What you will do: One line at a time, check the entries below for the word "wispy", and copy each line that has it.

Data under study:
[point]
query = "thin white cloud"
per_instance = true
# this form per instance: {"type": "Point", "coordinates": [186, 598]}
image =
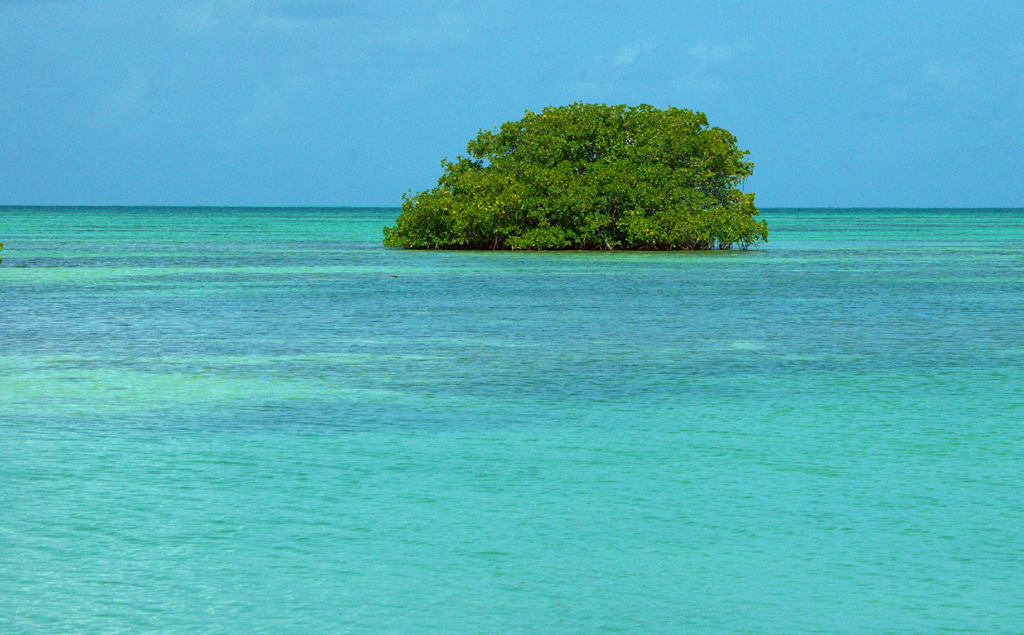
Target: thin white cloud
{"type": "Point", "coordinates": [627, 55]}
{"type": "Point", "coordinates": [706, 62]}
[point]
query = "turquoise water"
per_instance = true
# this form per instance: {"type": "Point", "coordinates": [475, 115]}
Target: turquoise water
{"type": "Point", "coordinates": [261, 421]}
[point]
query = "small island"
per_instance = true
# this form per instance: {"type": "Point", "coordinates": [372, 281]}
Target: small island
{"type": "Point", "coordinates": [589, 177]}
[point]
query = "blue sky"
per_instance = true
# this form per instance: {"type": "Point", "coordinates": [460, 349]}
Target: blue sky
--
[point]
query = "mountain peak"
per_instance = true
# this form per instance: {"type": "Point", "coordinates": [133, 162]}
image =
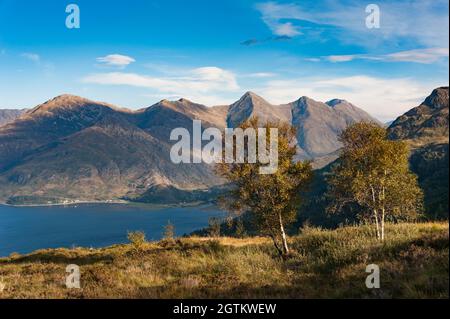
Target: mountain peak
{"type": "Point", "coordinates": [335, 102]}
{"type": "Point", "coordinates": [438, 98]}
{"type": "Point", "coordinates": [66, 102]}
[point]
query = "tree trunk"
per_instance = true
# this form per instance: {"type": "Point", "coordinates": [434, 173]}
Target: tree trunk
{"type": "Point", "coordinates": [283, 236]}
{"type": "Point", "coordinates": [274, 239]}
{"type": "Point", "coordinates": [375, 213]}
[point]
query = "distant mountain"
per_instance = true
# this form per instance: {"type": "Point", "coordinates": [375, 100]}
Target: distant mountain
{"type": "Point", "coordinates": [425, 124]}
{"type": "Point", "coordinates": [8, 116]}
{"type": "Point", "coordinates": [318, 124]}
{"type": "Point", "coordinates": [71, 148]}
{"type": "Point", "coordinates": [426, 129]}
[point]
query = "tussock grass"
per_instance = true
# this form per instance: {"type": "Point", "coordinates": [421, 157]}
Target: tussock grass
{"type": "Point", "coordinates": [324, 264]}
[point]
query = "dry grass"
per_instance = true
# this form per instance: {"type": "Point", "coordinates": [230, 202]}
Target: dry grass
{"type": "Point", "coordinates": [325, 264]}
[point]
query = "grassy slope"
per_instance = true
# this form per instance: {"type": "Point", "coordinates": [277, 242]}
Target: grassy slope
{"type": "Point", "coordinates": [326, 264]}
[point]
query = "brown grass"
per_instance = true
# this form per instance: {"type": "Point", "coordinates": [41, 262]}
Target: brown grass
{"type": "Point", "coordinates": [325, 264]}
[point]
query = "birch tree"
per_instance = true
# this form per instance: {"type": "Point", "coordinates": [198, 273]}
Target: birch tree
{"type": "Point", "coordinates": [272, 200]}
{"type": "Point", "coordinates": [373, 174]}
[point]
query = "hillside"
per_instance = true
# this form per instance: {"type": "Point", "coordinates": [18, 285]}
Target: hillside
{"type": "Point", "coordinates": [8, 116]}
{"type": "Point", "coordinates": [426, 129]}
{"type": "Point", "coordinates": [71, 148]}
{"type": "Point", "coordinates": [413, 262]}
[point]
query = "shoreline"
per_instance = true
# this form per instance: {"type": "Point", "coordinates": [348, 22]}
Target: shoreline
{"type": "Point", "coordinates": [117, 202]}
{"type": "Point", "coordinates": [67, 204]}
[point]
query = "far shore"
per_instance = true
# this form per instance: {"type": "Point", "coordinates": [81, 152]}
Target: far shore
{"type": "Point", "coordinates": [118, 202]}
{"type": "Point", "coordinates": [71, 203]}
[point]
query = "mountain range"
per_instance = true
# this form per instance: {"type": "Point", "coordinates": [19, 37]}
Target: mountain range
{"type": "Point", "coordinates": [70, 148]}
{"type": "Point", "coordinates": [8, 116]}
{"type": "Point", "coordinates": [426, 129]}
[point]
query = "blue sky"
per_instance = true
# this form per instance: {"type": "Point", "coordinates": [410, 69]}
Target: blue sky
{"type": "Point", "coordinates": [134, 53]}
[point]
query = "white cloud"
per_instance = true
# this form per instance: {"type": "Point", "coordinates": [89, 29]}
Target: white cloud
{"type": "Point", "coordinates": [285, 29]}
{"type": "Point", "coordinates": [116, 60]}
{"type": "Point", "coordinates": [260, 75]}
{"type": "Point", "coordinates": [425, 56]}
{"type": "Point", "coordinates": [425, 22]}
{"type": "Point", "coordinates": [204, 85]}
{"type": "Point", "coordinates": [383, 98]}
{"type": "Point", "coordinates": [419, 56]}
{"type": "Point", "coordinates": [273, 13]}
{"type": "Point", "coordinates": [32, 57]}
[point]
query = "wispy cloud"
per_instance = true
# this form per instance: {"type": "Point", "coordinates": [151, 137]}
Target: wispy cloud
--
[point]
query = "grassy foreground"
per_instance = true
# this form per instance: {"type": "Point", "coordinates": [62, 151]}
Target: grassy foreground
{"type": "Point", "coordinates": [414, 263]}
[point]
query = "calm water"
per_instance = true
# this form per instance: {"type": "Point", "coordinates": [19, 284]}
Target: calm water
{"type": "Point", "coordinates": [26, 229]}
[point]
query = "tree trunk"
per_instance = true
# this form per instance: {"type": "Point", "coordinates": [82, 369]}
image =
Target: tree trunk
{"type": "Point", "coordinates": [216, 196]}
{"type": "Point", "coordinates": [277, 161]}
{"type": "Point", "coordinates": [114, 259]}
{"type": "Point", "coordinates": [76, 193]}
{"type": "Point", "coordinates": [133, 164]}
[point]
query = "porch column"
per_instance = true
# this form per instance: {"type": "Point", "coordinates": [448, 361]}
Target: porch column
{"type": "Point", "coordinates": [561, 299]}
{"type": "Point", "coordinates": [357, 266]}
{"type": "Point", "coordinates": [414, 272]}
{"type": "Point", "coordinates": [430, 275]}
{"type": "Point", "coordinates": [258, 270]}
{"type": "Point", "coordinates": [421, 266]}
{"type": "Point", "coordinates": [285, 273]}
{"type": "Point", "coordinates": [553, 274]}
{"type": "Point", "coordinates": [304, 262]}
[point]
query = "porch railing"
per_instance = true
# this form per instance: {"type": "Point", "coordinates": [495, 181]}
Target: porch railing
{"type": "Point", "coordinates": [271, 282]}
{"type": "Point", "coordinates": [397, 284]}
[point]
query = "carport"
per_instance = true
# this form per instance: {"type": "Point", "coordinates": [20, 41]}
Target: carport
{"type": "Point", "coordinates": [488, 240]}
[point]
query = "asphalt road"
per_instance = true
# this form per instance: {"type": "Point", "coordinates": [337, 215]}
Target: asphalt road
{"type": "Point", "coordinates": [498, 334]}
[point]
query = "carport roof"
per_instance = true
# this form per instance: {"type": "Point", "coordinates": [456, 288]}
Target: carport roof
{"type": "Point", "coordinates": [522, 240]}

Output:
query = "wispy cloud"
Target: wispy cloud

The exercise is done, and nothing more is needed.